▸ **Task to carry out**
Reproduce every line from the one containing "of the rubber" through the final line, both included, with the requests kept as they are, and shift each coordinate in the answers by -100.

▸ **Data listing**

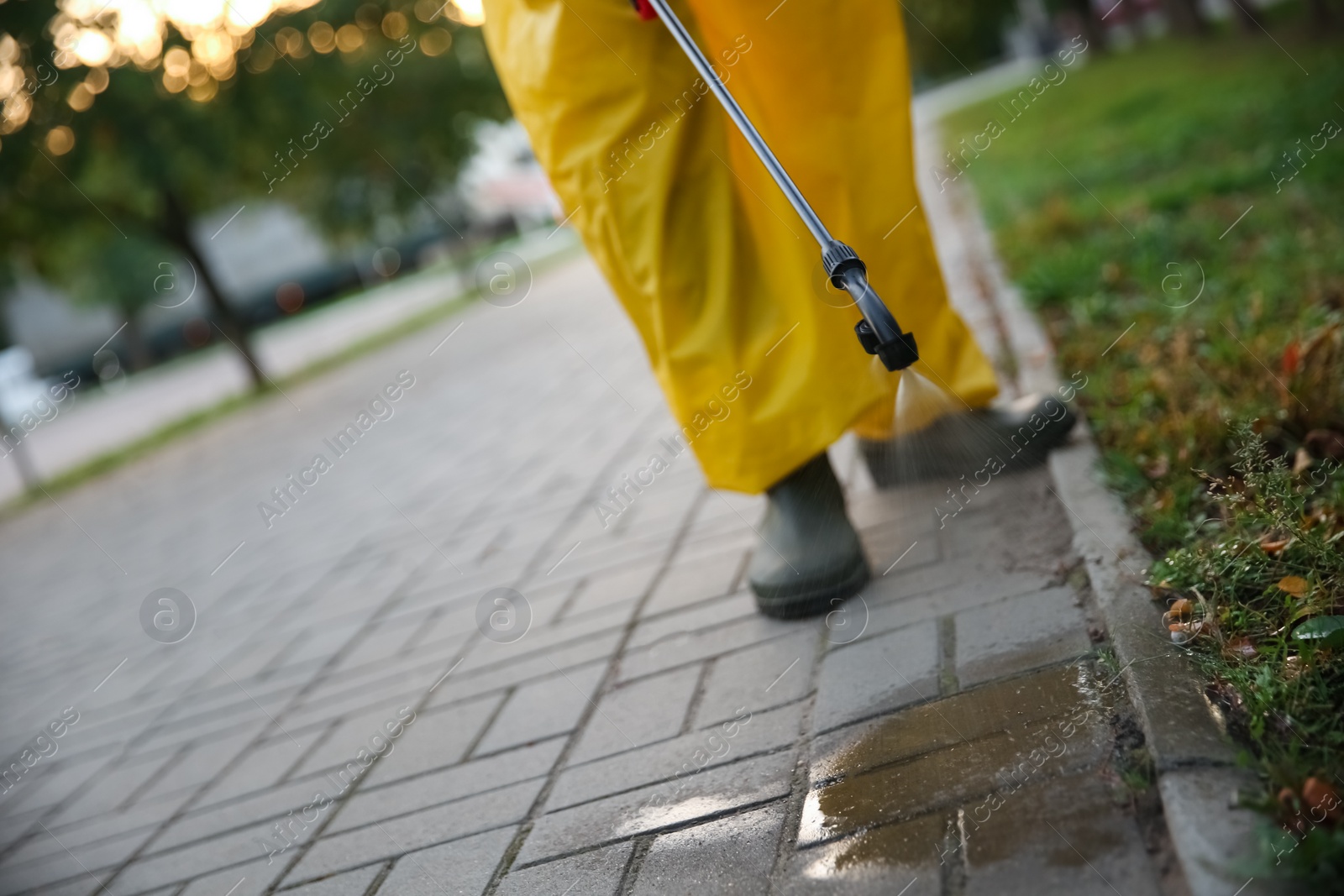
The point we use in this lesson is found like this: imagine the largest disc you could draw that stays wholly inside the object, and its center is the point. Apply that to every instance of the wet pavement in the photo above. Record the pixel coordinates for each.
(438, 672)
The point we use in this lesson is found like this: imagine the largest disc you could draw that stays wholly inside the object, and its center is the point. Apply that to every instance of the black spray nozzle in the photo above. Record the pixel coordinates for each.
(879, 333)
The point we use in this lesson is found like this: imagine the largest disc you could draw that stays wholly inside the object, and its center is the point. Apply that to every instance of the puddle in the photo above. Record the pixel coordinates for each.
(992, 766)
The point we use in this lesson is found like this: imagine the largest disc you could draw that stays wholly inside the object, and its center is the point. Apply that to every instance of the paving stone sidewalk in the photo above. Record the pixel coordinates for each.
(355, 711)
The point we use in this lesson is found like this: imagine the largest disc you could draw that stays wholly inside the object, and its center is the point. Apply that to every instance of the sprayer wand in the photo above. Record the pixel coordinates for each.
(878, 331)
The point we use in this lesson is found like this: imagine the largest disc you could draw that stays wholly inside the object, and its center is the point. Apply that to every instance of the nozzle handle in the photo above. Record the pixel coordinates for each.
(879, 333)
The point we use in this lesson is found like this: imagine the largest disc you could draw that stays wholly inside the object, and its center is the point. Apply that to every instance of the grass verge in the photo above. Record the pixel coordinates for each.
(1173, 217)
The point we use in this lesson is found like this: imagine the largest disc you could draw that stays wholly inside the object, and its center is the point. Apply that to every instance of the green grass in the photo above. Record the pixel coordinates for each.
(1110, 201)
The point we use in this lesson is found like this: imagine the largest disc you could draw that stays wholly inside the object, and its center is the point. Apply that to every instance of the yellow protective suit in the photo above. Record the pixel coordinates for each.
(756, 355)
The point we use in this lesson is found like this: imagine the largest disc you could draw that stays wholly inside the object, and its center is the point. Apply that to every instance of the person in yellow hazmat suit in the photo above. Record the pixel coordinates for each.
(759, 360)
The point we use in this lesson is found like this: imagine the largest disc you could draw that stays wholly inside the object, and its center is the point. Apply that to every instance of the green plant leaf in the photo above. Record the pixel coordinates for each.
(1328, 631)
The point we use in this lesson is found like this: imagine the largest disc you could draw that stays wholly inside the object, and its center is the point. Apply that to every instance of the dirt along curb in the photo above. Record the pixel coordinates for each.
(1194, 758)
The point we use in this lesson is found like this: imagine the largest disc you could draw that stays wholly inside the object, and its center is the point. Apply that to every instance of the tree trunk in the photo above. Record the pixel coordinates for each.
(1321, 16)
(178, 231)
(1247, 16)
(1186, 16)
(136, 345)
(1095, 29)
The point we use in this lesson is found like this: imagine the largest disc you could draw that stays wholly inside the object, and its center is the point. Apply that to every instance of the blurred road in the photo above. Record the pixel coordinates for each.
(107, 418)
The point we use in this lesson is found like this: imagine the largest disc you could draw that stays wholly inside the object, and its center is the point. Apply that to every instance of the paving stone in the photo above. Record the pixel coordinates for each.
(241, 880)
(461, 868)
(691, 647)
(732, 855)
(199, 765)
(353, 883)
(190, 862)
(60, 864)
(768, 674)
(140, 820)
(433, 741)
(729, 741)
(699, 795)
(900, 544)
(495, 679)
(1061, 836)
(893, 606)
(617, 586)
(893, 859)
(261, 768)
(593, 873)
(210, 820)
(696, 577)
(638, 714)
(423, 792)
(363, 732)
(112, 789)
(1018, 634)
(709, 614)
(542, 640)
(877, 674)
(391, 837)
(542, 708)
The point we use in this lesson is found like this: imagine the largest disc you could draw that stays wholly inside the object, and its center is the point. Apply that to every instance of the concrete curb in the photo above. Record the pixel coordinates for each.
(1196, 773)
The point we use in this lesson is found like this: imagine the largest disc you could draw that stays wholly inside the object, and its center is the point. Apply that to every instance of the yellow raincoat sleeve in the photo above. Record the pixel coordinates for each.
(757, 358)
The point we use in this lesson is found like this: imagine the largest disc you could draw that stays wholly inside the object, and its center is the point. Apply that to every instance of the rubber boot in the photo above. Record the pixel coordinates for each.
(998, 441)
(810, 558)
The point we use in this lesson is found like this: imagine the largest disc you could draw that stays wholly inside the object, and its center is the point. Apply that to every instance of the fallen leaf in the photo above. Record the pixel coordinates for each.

▸ **Response below**
The point we use in this lesson is found like this: imagine the largest disc you could draw that stays wholly inside the object, and its center is the point. Apply that to every instance of the rubber boot in the photo above. Record the pixel coordinates for each.
(898, 341)
(710, 458)
The point we use in this lesson is found like this: imagine the largest disc you could draw that stays wholly inside the object, and its center is the point. Apply that to every instance of the fallen leaf in the photo above. Record the pixel coordinates for each.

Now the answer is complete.